Short task 1 =
Transcribe the part of the personal essay below that runs from "All those images, though" to "to be pulled.".

I didn’t take many pictures this year. I had too many from the previous visit and I lacked a new perspective this time. In the first few days, I tried to create a collage of people. People watching is always fun. But soon I felt psuedo with an elitist attitude taking pictures of simple people who were finding joy in small things. I felt so small and ashamed and so I stopped. But today, I regret all those photographs I didn’t take. I remembered what my friend said to me when I had shared my apprehensions:

Photography is a way of feeling, of touching, of loving. What you have caught on camera is captured forever… It remembers little things, long after you have forgotten everything.”

All those images, though captured in my mind, will slowly fade. And I will miss them. I want to rush back, hoping to find those scenes intact and take those pictures so I can cherish them forever.

This longing is rather absurd. Will it subside with time? Or will I simply tuck it away in a corner until the next time?

PS: Thank you Sussana for reminding me that it’s okay to allow those strings to be pulled.



My teenager who is ready to go to high school to major in arts, has been quick enough to imbibe the artsy terms in her daily lingo. Like a true blue-blooded artist, she comes to me saying she feels stuck creatively and lacks motivation. In my mind of course I start to think of the endless number of times I will be fielding this situation in my near future. A quick trip down the memory lane reminds me the very first time I was ‘stuck’ in my first year of architecture and my mother had come to my rescue. She practically designed my very first architecture design project for me, a pavilion on some hypothetical site.

Anyway, so I have an equally cliche suggestion to help her get her mojo back. I suggest that we pick a book from our shelves, any book, pick a page number and consequently pick a word on that page. We then either draw or write with that word as our inspiration.

So today’s word is from A Cup of Comfort, page number 300, word number 3: Met.

My instant reaction is to write something. She starts sketching using her new sketchbook and graphite pencils.

‘Met’ is a relatively easy word to write or sketch. Or so I think.

[Rows from a dataset]
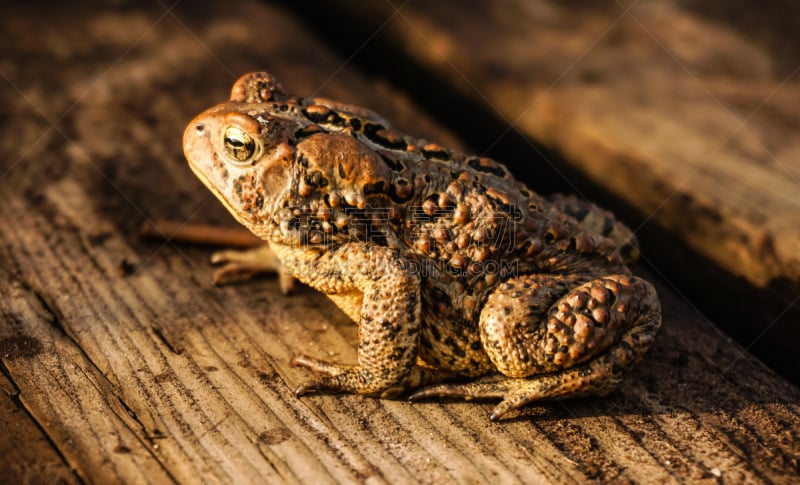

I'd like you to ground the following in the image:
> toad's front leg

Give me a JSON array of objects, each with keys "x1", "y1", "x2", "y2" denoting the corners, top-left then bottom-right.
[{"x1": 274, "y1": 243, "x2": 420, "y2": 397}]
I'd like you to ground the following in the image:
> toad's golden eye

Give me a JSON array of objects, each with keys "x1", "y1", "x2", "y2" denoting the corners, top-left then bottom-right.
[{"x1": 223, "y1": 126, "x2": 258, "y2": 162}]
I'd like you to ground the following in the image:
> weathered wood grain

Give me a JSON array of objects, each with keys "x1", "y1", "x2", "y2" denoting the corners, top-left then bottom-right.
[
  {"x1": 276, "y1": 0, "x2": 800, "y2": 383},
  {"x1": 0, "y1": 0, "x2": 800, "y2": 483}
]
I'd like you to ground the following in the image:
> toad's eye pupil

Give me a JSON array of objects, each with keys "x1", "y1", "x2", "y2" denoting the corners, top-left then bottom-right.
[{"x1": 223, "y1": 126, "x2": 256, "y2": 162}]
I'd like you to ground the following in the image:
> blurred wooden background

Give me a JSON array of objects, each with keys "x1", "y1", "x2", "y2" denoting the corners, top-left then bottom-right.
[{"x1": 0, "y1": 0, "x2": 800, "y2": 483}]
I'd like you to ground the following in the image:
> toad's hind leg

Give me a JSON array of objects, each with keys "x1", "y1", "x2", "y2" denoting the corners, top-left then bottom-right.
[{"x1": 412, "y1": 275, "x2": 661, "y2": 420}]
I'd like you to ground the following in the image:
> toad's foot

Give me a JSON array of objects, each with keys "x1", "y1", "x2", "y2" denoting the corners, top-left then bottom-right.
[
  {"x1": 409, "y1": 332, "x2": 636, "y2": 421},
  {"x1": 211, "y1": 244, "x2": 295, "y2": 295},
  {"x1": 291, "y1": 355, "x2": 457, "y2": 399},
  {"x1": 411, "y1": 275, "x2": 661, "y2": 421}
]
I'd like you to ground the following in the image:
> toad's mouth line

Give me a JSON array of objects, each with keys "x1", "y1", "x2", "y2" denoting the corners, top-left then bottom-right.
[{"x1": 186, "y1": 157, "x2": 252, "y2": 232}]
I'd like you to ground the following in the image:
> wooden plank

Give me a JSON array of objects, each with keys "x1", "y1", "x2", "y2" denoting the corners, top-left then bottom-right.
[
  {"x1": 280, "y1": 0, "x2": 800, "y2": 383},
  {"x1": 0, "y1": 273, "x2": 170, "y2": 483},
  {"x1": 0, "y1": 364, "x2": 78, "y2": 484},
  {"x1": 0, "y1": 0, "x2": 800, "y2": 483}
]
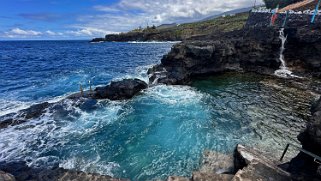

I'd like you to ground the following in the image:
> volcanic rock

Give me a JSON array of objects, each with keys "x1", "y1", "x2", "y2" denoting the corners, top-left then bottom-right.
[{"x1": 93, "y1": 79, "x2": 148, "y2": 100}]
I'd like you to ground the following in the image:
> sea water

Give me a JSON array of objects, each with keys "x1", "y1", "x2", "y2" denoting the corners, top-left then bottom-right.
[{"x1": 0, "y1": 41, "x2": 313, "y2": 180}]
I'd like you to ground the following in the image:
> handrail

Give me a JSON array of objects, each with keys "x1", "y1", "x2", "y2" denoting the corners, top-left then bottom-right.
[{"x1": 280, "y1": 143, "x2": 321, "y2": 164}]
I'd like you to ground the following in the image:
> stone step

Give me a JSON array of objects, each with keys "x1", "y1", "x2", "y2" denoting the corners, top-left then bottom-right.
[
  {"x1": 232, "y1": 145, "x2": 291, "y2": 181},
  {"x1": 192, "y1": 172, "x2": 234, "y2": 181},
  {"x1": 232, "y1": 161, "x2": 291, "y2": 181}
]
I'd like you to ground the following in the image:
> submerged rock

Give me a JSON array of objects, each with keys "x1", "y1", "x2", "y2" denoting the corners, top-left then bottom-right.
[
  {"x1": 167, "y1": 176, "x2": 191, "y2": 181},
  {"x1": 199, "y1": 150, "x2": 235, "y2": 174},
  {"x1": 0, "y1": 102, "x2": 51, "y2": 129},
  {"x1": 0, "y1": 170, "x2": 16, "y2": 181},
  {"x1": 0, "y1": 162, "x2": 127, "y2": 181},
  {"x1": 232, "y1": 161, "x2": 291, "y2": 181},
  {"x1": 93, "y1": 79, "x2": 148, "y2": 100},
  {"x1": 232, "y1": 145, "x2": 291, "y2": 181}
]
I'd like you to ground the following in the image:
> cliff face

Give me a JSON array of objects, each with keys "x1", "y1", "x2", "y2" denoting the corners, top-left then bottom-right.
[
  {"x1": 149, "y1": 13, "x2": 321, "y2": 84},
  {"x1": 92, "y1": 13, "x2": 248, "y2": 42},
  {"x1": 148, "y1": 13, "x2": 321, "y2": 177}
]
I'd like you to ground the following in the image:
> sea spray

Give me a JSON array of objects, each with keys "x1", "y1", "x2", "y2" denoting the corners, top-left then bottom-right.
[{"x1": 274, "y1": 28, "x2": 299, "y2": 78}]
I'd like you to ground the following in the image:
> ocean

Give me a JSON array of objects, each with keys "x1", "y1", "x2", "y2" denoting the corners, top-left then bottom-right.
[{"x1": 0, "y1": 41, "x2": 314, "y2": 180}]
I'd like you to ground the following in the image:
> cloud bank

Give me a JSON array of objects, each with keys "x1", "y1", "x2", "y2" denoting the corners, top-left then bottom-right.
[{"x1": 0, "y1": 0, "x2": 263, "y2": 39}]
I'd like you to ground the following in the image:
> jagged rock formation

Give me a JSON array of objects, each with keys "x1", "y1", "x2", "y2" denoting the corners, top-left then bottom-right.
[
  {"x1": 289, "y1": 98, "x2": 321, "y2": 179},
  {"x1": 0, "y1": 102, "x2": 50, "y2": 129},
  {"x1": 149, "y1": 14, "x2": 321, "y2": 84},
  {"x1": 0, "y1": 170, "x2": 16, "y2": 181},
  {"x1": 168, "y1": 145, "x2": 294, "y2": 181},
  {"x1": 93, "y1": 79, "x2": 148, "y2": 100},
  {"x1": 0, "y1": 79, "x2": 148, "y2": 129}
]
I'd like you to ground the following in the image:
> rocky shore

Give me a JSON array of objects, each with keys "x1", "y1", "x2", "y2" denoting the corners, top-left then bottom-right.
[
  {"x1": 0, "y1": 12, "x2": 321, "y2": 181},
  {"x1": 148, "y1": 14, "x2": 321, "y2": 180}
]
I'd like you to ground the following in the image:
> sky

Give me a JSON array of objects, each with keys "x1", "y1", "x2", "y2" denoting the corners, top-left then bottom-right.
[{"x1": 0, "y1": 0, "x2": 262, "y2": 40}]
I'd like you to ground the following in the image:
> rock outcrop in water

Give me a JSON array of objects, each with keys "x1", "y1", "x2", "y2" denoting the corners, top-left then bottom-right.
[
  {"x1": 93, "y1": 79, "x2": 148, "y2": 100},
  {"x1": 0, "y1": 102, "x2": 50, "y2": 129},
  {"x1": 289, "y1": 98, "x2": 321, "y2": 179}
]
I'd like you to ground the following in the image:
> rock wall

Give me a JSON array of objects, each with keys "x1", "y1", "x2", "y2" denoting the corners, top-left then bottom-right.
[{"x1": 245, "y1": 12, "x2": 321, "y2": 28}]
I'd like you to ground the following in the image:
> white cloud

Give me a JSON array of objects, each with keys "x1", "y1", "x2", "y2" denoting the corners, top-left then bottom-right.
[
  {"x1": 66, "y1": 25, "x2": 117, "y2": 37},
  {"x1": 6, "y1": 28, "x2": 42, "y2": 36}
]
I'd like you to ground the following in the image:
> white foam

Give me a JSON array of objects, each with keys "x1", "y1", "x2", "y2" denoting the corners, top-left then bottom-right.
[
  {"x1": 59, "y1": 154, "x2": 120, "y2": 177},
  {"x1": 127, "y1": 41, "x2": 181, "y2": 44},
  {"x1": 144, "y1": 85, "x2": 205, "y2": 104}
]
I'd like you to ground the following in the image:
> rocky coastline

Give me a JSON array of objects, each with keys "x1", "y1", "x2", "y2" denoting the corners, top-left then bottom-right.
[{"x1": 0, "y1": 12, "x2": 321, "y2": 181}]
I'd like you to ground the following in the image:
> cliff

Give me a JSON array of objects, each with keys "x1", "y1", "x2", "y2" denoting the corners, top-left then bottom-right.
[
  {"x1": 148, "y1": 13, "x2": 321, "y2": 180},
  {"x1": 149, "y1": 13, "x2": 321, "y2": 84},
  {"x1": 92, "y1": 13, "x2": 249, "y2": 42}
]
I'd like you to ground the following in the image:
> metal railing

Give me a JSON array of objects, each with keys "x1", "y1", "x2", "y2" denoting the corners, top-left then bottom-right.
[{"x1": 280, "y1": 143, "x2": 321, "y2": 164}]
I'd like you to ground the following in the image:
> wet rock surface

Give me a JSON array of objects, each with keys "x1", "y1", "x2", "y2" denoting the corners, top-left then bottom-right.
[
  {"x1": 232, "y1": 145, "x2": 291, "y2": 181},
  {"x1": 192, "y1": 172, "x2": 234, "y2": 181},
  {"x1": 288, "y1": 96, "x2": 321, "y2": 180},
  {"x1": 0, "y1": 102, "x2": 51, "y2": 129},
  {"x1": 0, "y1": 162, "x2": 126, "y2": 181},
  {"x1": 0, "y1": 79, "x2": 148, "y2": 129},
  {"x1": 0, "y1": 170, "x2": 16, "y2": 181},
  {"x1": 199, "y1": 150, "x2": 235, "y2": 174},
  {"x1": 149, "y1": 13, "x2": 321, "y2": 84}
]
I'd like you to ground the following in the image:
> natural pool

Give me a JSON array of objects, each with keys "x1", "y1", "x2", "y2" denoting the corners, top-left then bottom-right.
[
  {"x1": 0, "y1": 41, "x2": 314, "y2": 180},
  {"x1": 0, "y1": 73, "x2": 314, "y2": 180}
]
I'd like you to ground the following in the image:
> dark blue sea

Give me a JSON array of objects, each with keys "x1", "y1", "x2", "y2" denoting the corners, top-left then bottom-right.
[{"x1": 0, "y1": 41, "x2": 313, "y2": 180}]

Short task 2 =
Gather every line of the records above that contains the string "wooden", matching case exactly.

Complete output 1 =
All those images, though captured in my mind, will slowly fade. And I will miss them. I want to rush back, hoping to find those scenes intact and take those pictures so I can cherish them forever.

This longing is rather absurd. Will it subside with time? Or will I simply tuck it away in a corner until the next time?

PS: Thank you Sussana for reminding me that it’s okay to allow those strings to be pulled.

Complete output 2 =
> blurred wooden background
> wooden plank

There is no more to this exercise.